Problem description. Please copy out the records below, swapping "Practice step" for "Exercise" wherever it occurs and leaving everything else unchanged.

Records for identifying positions.
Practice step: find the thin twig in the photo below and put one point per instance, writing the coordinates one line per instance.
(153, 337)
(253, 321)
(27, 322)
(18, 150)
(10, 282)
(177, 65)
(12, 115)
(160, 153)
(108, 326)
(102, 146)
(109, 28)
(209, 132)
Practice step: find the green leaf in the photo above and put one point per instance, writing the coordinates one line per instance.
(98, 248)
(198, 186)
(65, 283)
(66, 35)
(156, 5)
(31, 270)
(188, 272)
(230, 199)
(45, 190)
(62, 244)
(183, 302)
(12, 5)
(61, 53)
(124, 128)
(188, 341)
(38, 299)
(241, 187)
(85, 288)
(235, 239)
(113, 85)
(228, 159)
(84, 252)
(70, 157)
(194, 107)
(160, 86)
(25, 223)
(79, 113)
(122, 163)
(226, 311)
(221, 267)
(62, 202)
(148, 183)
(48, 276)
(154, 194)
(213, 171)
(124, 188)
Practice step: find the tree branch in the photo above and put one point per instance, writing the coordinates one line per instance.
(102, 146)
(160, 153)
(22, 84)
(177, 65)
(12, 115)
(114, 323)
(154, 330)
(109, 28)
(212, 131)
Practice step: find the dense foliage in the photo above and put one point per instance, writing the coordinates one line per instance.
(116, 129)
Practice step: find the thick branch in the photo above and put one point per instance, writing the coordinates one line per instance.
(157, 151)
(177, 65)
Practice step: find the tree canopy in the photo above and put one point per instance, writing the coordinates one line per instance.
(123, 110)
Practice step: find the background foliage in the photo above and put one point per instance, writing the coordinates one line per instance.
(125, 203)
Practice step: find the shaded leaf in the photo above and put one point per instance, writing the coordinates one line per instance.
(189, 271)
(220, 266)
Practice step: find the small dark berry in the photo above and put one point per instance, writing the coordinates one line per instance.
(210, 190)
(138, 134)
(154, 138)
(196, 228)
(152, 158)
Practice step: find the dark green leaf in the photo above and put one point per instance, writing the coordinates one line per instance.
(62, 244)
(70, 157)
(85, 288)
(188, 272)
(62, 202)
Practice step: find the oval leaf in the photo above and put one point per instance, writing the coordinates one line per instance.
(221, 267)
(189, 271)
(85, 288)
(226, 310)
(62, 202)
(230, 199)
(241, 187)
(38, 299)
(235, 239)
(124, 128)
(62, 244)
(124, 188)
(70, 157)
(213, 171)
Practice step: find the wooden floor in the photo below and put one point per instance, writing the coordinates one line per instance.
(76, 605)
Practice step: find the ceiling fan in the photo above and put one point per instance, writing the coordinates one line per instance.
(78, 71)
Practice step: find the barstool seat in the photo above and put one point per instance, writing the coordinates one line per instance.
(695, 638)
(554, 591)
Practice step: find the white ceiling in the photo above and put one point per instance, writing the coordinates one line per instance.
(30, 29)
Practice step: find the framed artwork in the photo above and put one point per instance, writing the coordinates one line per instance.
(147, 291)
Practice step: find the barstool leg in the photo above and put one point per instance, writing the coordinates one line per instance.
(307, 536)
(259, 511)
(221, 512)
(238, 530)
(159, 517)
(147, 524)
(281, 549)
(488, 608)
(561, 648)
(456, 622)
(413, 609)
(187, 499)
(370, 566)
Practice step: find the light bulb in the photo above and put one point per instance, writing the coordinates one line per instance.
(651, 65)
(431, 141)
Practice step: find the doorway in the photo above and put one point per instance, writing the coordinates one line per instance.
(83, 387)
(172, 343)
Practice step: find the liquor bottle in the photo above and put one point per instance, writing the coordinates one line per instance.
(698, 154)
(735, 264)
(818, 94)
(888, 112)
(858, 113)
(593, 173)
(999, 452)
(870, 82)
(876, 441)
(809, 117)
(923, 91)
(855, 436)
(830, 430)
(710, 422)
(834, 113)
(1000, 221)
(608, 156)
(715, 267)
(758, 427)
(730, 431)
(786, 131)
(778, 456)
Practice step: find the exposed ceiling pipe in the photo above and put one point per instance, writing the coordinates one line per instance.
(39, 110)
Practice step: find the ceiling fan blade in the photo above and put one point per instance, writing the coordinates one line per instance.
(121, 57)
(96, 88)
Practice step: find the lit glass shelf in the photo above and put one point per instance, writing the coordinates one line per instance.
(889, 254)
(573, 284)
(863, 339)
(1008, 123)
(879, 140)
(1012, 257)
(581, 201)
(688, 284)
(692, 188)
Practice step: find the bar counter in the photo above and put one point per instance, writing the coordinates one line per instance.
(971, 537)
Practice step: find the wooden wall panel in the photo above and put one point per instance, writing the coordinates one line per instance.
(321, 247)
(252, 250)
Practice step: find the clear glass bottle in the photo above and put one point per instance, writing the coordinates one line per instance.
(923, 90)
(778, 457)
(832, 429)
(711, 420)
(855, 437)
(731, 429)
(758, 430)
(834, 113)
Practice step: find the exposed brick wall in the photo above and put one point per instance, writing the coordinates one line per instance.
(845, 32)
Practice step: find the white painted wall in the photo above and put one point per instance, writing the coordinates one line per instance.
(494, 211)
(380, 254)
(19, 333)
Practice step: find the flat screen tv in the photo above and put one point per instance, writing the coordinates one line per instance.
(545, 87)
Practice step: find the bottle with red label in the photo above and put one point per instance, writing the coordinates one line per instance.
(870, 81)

Response to this task.
Exercise: find the thin twig in the photo below and put one point per instance, writing the coordinates one line per instance.
(153, 337)
(253, 321)
(27, 322)
(18, 150)
(10, 282)
(177, 65)
(12, 115)
(160, 153)
(108, 326)
(102, 146)
(109, 28)
(209, 132)
Exercise: find the green leaf in the photo above and put one point per instance, writing the coordinates one line per instance.
(98, 248)
(198, 186)
(65, 283)
(66, 35)
(156, 5)
(31, 270)
(188, 272)
(230, 199)
(45, 190)
(62, 244)
(183, 302)
(12, 5)
(61, 53)
(124, 128)
(188, 341)
(38, 299)
(241, 187)
(85, 288)
(235, 239)
(113, 85)
(228, 159)
(84, 252)
(70, 157)
(194, 107)
(160, 86)
(25, 223)
(79, 113)
(122, 163)
(226, 311)
(221, 267)
(62, 202)
(148, 183)
(48, 276)
(154, 194)
(213, 171)
(124, 188)
Exercise: find the tree branch in the photo above and put one point per instance, writing the coordinates one line per instance.
(102, 146)
(160, 153)
(22, 84)
(177, 65)
(12, 115)
(114, 323)
(154, 330)
(109, 28)
(212, 131)
Exercise: find the dense foliage in the photo above and put one point per instance, writing the coordinates one line per instance.
(116, 129)
Exercise: find the thick branch in the photo above and put one point per instance, writing the coordinates one line per instance.
(157, 151)
(177, 65)
Exercise: find the tree canopy in the photo above and put one point per instance, writing the coordinates one line per instance.
(123, 110)
Exercise: find the background foliage in the photo above and put one point per instance, writing the coordinates one line per instance.
(125, 203)
Exercise: find the shaded leaf in the photo above and put one point per instance, writing the coordinates one line per instance.
(189, 271)
(220, 266)
Exercise: find the small dark berry in the photo above and put one point per instance, writing the coordinates one line per instance.
(210, 190)
(138, 134)
(154, 138)
(196, 228)
(152, 158)
Exercise: find the dark green leaf in the photo above and put one point per instance, writing the coordinates one line per instance.
(62, 244)
(70, 157)
(85, 288)
(188, 272)
(62, 202)
Exercise: find the oval leaf in the photo above and put one point per instance, writing the coordinates one line per instance.
(221, 267)
(189, 271)
(85, 288)
(226, 310)
(62, 202)
(230, 199)
(241, 187)
(38, 299)
(235, 239)
(124, 128)
(62, 244)
(124, 188)
(70, 157)
(213, 171)
Exercise: find the wooden floor in the photo below and put one point per instance, writing the coordinates one line per instance.
(76, 605)
Exercise: find the ceiling fan in the photo above and put one point per instance, writing the coordinates one line per instance.
(78, 71)
Exercise: find the barstool seat in the photo above and put one point per instance, writing the coordinates one line per instance.
(695, 638)
(554, 591)
Exercise: find the white ceiling in the photo above and put one point per instance, writing the coordinates one line per instance.
(30, 29)
Exercise: find the framed artwork in the photo above and put one point per instance, writing the coordinates one line per instance.
(147, 291)
Exercise: find the barstool leg in the photo above and put one point per instance, writing the coordinates one line per instance.
(307, 536)
(259, 511)
(221, 512)
(238, 530)
(159, 517)
(147, 524)
(281, 549)
(488, 608)
(561, 648)
(456, 622)
(413, 609)
(187, 499)
(370, 566)
Exercise: find the light bulb in the photo above and put one point per instance, writing the coordinates one line per instance.
(651, 65)
(431, 141)
Exercise: find the doorway in the photo above and put one point per instance, writing the coordinates one line per instance.
(83, 387)
(172, 343)
Exercise: find the liquor bottle in the photo above and put one point per instance, writing the coordinates one line per instance.
(698, 154)
(735, 264)
(818, 94)
(888, 112)
(858, 113)
(593, 173)
(999, 452)
(870, 82)
(876, 441)
(809, 117)
(923, 91)
(855, 436)
(830, 430)
(710, 422)
(834, 113)
(1000, 221)
(608, 156)
(715, 267)
(758, 427)
(730, 431)
(786, 131)
(778, 456)
Exercise: find the exposed ceiling pipe in the photo above and put one point per instance, writing the coordinates one line per instance.
(39, 110)
Exercise: find the ceiling fan blade in the photo above and put one point per instance, writing the coordinates one line per instance.
(121, 57)
(96, 88)
Exercise: find the lit glass shelf in the photo above and put one point per instance, writing the coordinates one line per instance.
(889, 254)
(573, 284)
(863, 339)
(1008, 123)
(879, 140)
(1012, 257)
(581, 201)
(688, 284)
(692, 188)
Exercise: find the bar counter in the photo above and put one point per instance, writing the coordinates one line per instance.
(971, 537)
Exercise: find the wooden wall panel in the photo above and put one point per instance, writing the coordinates one line per instance.
(321, 247)
(252, 250)
Exercise: find the clear glass bottle in the photo above and put one point per instance, writing the coordinates one line per instance.
(923, 90)
(778, 457)
(832, 429)
(711, 420)
(855, 437)
(731, 429)
(758, 430)
(834, 113)
Exercise: find the exposed brick wall in the photo above and put one point per instance, writing the coordinates one line per instance.
(845, 32)
Exercise: find the white painted wall in the photo above and put one point per instance, writing the coordinates one line per instance.
(494, 211)
(380, 254)
(19, 333)
Exercise: find the flat screen tv in the photo above and put one point per instance, writing the coordinates one line per instance.
(545, 87)
Exercise: find the bottle with red label in the photo above and put one point per instance, writing the coordinates one line per instance.
(870, 81)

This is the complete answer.